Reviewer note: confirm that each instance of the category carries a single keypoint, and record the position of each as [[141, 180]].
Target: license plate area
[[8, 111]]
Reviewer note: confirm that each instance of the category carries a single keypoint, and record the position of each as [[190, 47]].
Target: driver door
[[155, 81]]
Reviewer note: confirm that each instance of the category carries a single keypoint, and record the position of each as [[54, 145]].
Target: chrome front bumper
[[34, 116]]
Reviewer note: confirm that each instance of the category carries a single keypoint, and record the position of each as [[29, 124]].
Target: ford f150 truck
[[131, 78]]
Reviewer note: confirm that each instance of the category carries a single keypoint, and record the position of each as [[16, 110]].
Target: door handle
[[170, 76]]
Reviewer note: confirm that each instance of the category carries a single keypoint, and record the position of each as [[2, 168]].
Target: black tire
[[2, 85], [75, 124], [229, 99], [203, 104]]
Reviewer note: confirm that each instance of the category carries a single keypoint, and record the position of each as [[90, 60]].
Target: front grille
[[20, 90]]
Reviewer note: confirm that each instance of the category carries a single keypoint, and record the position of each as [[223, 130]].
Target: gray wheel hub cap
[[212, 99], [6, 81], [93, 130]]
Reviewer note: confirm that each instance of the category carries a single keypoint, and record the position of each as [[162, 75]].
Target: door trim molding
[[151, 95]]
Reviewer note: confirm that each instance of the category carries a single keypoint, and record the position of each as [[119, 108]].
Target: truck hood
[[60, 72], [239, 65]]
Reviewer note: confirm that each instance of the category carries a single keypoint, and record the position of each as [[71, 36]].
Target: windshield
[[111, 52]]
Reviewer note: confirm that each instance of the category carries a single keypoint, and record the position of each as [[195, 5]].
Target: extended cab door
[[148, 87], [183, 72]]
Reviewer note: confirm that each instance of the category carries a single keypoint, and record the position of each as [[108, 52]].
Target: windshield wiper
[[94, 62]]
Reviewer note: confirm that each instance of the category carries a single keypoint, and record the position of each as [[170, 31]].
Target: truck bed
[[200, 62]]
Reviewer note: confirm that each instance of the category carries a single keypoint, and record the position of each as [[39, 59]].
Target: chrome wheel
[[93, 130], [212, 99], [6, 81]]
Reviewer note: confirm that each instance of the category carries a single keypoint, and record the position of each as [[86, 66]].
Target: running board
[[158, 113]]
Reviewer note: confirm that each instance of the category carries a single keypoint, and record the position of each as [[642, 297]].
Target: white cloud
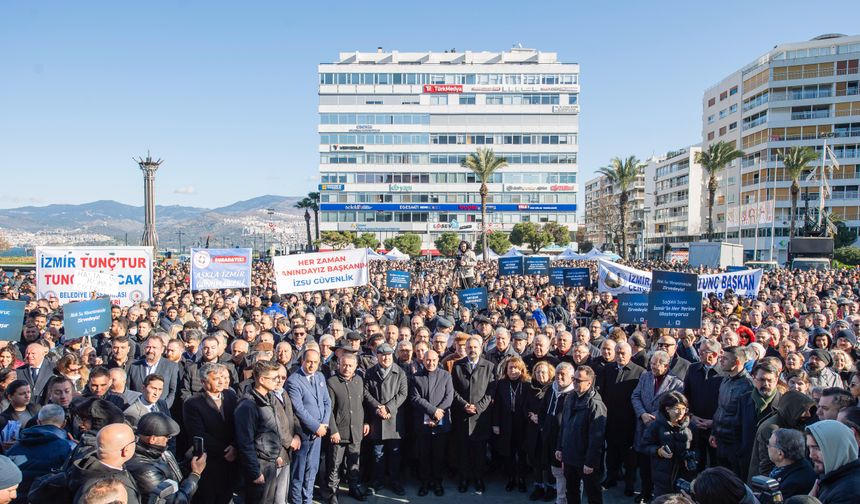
[[186, 190]]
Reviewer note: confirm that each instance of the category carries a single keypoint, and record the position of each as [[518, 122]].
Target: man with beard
[[474, 386]]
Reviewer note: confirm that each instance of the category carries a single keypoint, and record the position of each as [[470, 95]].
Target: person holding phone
[[667, 441]]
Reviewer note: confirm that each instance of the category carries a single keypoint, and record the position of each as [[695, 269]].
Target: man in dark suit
[[209, 415], [347, 429], [616, 383], [385, 391], [149, 401], [311, 403], [153, 363], [432, 395], [37, 371], [474, 386]]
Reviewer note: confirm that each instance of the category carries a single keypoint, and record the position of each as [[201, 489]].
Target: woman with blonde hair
[[509, 420]]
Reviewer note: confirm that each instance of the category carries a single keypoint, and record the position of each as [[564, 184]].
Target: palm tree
[[306, 203], [483, 164], [713, 160], [315, 199], [796, 162], [623, 173]]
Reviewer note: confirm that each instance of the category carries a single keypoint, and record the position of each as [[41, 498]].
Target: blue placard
[[577, 277], [673, 281], [398, 279], [632, 308], [86, 318], [537, 265], [220, 268], [510, 266], [680, 310], [11, 319], [474, 299]]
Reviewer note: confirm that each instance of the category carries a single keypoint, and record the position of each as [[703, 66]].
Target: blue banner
[[220, 269], [474, 299], [577, 277], [632, 308], [510, 266], [673, 281], [680, 310], [537, 265], [11, 319], [398, 279], [449, 207], [86, 318]]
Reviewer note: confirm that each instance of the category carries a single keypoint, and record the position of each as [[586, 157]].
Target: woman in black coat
[[532, 409], [509, 420], [667, 442]]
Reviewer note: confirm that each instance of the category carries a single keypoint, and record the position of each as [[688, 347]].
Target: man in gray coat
[[385, 390]]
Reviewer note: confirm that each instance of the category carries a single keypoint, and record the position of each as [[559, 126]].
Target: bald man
[[115, 445]]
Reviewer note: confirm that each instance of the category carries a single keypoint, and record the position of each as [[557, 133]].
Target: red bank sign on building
[[443, 88]]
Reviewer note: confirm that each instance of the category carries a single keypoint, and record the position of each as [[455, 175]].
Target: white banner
[[76, 273], [320, 271], [618, 279]]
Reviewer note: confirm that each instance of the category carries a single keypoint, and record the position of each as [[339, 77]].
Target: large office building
[[798, 94], [395, 126], [676, 195]]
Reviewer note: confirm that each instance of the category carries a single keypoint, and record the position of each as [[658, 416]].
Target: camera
[[684, 486], [766, 490]]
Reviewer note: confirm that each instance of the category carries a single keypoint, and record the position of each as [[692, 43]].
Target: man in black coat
[[152, 362], [432, 394], [583, 432], [702, 387], [385, 391], [262, 457], [209, 415], [616, 384], [474, 386], [347, 428]]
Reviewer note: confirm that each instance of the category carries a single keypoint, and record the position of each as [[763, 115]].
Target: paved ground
[[495, 494]]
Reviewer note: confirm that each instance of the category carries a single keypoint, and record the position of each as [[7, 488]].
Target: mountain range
[[231, 224]]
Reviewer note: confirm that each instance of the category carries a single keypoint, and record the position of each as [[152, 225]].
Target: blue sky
[[225, 92]]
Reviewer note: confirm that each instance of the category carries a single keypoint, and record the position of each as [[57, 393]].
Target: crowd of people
[[241, 395]]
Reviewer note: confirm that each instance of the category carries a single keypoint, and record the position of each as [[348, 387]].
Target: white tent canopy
[[396, 255], [375, 256]]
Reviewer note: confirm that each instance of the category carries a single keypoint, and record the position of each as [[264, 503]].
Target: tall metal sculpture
[[149, 166]]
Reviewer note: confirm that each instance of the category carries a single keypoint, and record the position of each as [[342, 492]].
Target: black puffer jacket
[[150, 466], [678, 438], [258, 436]]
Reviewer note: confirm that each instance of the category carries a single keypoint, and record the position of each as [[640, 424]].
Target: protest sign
[[320, 270], [86, 318], [11, 319], [577, 277], [537, 265], [744, 283], [398, 279], [474, 299], [510, 266], [618, 279], [76, 273], [220, 268], [674, 281], [632, 308], [681, 310]]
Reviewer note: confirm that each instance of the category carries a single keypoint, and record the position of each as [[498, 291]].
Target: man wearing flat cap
[[385, 391], [153, 463]]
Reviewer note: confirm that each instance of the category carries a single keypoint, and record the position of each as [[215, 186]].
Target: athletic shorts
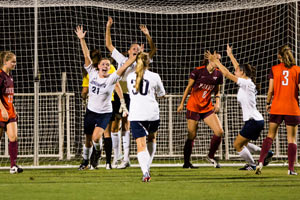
[[92, 120], [290, 120], [252, 129], [3, 124], [197, 116], [143, 128]]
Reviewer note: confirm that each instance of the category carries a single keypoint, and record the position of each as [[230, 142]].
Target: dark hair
[[250, 71], [287, 57]]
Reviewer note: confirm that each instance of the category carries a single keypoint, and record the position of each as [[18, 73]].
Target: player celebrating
[[8, 117], [283, 88], [143, 86], [99, 108], [202, 82], [120, 59], [254, 122]]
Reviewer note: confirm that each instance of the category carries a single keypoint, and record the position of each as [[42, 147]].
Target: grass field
[[166, 183]]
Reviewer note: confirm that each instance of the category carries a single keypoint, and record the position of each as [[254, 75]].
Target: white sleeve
[[90, 69], [119, 58], [160, 90]]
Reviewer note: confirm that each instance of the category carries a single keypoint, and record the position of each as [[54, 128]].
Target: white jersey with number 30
[[143, 104]]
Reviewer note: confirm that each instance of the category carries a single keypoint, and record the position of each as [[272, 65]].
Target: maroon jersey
[[7, 93], [205, 83]]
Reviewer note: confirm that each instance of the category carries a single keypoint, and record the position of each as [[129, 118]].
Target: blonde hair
[[142, 64], [5, 56], [287, 57]]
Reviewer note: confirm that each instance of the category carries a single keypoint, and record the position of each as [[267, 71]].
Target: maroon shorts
[[4, 124], [290, 120], [197, 116]]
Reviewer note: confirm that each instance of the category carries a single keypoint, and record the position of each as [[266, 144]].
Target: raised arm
[[108, 42], [80, 34], [153, 49], [185, 94], [223, 69], [232, 58]]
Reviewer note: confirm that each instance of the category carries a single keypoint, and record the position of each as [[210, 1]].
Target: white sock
[[97, 145], [115, 144], [246, 155], [151, 149], [143, 158], [126, 145], [87, 152], [253, 148]]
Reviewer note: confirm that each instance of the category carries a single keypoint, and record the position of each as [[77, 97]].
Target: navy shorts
[[143, 128], [289, 120], [252, 129], [92, 120], [197, 116]]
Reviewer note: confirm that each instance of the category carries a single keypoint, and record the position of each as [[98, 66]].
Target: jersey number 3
[[285, 76], [143, 89]]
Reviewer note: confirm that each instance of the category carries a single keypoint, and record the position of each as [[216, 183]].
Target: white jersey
[[100, 90], [247, 98], [143, 105]]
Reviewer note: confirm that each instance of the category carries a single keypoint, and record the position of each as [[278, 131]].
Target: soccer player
[[120, 59], [99, 108], [244, 76], [282, 104], [143, 87], [202, 82], [8, 116]]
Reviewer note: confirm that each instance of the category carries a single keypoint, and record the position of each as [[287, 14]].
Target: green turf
[[167, 183]]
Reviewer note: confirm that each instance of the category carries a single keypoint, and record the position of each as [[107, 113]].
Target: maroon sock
[[13, 152], [266, 146], [214, 145], [292, 150]]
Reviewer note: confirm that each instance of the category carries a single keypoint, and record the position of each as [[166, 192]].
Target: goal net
[[181, 30]]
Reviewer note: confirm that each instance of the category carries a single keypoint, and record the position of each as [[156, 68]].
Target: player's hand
[[123, 108], [229, 50], [109, 22], [4, 114], [144, 29], [79, 32], [180, 108]]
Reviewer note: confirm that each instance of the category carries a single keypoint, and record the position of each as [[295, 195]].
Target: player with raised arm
[[244, 76], [120, 59], [8, 116], [203, 81], [144, 86], [99, 108], [283, 105]]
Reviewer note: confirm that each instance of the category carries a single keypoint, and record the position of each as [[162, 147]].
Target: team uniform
[[6, 96], [285, 99], [99, 108], [199, 105], [254, 121]]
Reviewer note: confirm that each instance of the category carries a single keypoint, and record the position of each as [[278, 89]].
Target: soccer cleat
[[248, 167], [213, 161], [259, 168], [268, 158], [95, 157], [189, 166], [146, 177], [108, 166], [84, 165], [124, 164], [290, 172], [15, 170]]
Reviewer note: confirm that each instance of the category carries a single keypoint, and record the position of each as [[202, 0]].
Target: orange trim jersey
[[285, 98], [205, 83], [7, 94]]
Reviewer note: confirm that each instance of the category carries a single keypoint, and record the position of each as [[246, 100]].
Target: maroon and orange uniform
[[205, 83]]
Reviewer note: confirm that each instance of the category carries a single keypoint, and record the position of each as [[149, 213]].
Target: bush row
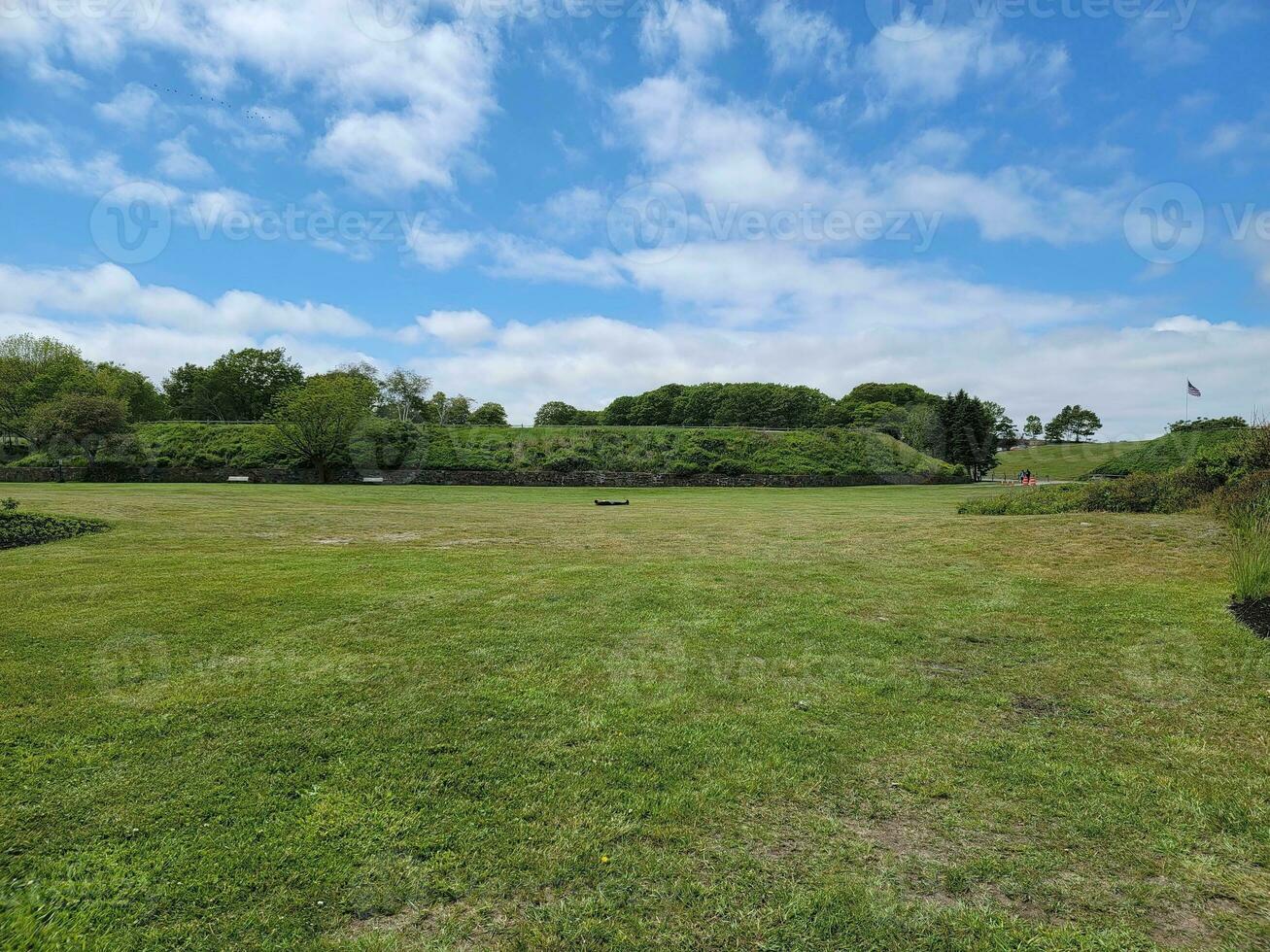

★ ★ ★ ★

STATED TASK
Reproduce the rows above word for word, from the line containing "as [[107, 113]]." through the line containing "[[6, 96], [285, 99], [99, 108], [199, 105], [254, 121]]", including both of those lines.

THE OUTPUT
Reviewer note: confirm that each instance of the category carries a single keypoint, and record the position of each as [[107, 113]].
Target: maroon sock
[[13, 152], [266, 146], [214, 145], [292, 150]]
Reviewer note: confirm that each instance of the category carries a single keypoint, and record the position of each as [[166, 192]].
Target: goal net
[[181, 30]]
Reviewer note: confirm that each instance of the category carries a single keypoint, and record the position of each as [[156, 68]].
Target: player's hand
[[123, 108], [229, 50], [109, 22], [4, 114], [144, 29], [79, 32], [180, 108]]
Reviewer note: confirm that each instance of the category carries a single keypoint, and record the position of each as [[295, 195]].
Target: player with raised arm
[[244, 76], [120, 59], [8, 116], [203, 81], [144, 86], [99, 108], [283, 105]]
Reviewer note: confirm that each instance of the category carries a single keypoint, and record the position of each as [[162, 147]].
Target: team uniform
[[6, 96], [285, 99], [99, 108], [199, 105], [254, 121]]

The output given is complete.